[Region labeling items]
##########
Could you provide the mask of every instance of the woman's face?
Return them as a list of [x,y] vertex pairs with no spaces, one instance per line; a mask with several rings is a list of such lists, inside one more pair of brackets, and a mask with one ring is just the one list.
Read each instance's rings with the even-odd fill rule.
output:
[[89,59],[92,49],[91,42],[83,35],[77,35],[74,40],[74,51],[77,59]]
##########
*THE REQUEST*.
Recast the lines of the records above as a JSON list of strings, one string per line, leaving out any blank lines.

*CORRECT RESULT*.
[
  "Could you provide the mask of every instance of the woman's face?",
  "Return them as a list of [x,y] vertex pairs with no spaces, one instance per line; a mask with several rings is a list of such lists, inside one more pair of brackets, and a mask with one ring is just the one list.",
  "Read each instance's rings with the even-odd fill rule.",
  "output:",
  "[[89,59],[92,49],[91,42],[83,35],[77,35],[74,40],[74,51],[77,59]]"
]